Data for this task.
───
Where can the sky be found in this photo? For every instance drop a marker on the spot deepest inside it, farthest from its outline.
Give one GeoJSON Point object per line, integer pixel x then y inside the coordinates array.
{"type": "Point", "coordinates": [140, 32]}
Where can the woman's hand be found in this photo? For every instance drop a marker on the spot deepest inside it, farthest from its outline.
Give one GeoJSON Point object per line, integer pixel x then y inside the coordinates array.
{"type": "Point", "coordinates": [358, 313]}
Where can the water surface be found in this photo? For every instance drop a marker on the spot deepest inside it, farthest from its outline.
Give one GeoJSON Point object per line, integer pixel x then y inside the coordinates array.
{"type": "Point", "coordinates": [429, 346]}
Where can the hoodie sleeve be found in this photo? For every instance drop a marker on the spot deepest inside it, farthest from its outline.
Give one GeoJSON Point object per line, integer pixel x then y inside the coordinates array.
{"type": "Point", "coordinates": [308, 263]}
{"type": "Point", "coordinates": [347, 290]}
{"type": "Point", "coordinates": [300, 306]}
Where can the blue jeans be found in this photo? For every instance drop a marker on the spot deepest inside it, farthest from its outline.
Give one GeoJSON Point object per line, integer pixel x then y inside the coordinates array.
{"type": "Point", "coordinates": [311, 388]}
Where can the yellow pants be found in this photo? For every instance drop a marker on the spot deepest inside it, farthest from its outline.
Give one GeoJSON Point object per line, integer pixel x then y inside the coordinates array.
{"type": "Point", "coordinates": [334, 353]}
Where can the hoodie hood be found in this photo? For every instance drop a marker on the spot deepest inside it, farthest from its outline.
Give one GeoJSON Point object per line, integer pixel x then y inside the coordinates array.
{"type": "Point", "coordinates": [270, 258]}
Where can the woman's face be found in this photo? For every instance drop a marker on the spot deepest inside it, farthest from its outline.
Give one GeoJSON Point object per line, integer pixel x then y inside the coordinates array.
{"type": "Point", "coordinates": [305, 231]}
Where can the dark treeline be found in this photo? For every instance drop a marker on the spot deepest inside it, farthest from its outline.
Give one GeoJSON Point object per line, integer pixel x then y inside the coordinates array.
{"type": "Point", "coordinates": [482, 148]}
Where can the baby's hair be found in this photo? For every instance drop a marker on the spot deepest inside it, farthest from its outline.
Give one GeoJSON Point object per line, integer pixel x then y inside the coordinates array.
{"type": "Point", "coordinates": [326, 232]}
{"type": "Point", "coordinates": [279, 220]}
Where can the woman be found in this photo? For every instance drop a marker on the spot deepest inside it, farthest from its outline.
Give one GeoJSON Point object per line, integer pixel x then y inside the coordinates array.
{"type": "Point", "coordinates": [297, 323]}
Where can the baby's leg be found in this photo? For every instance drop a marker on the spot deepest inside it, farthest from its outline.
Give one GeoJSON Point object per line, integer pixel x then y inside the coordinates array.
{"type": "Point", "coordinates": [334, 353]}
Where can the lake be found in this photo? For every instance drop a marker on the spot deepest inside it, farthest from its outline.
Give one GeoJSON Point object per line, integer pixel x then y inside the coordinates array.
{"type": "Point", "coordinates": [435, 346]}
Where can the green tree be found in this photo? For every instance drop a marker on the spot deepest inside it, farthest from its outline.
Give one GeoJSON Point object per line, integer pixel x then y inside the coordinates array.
───
Goal.
Give back the whole listing exactly as it reads.

Task output.
Where can the sky be found in this photo? For every instance drop a marker on the spot deepest inside it, farthest from its outline.
Give one GeoJSON Point object per line, integer pixel x then y inside the coordinates array.
{"type": "Point", "coordinates": [140, 32]}
Where can the woman's hand be found in this photo? For every instance drop a marker on the spot deepest inside it, farthest from its outline.
Give one GeoJSON Point object per line, integer pixel x then y inside the coordinates array.
{"type": "Point", "coordinates": [358, 313]}
Where can the water surface be found in this photo? For every instance drop a marker on the spot deepest inside it, farthest from its outline.
Give one GeoJSON Point object per line, integer pixel x then y inside the coordinates array.
{"type": "Point", "coordinates": [429, 346]}
Where can the hoodie sleeve be found in this photo? For every instance drop a marker on the spot deepest inside it, farthest from its outline.
Give one GeoJSON Point object per line, integer pixel x then y inside the coordinates array.
{"type": "Point", "coordinates": [308, 263]}
{"type": "Point", "coordinates": [347, 290]}
{"type": "Point", "coordinates": [300, 306]}
Where can the blue jeans be found in this photo? For every instance drop a marker on the spot deepest inside it, farthest from its outline.
Give one GeoJSON Point object per line, integer pixel x then y inside the coordinates array.
{"type": "Point", "coordinates": [311, 388]}
Where can the yellow pants be found in this photo? For every instance drop a marker on the spot deepest inside it, farthest from its outline.
Give one GeoJSON Point object per line, integer pixel x then y inside the coordinates array.
{"type": "Point", "coordinates": [334, 353]}
Where can the hoodie hood be found in this photo? For every instance drop a marker on the spot deepest inside it, farthest from its outline.
Give one GeoJSON Point object per line, integer pixel x then y inside the coordinates array.
{"type": "Point", "coordinates": [270, 258]}
Where can the woman's face be found in this photo? For every instance drop a marker on the spot deepest inside it, farthest from its outline.
Give one GeoJSON Point object per line, integer pixel x then y inside the coordinates array.
{"type": "Point", "coordinates": [305, 231]}
Where can the dark treeline be found in this photo? For every instance drop a marker on the spot deepest inside it, farthest from its outline.
Give one GeoJSON Point object per line, integer pixel x then y inside the coordinates array.
{"type": "Point", "coordinates": [482, 148]}
Where can the baby's hair be found in this photo? For every instance drop a marker on the spot deepest inside it, farthest from its outline.
Give one GeoJSON Point object per line, integer pixel x then y inside the coordinates array.
{"type": "Point", "coordinates": [326, 232]}
{"type": "Point", "coordinates": [279, 220]}
Where can the woman be found in this photo? For every instance drop a marker on the spot deepest inside it, farthest from its outline.
Give one GeoJSON Point object per line, integer pixel x then y inside the coordinates array.
{"type": "Point", "coordinates": [297, 323]}
Where can the baby's leg be found in this photo? For every instance drop a marker on the spot deepest inside it, farthest from its outline.
Give one GeoJSON Point object per line, integer pixel x then y inside the coordinates array.
{"type": "Point", "coordinates": [334, 353]}
Where can the lake be found in this photo? For every instance drop a marker on the spot deepest inside it, farthest from its outline.
Give one GeoJSON Point object per line, integer pixel x then y inside the coordinates array.
{"type": "Point", "coordinates": [435, 346]}
Where can the green tree be found in this photo? For every instance drop a marker on the spot deepest inside it, farthest from its outline.
Give one GeoJSON Point object per line, integer pixel x then y inside the coordinates array.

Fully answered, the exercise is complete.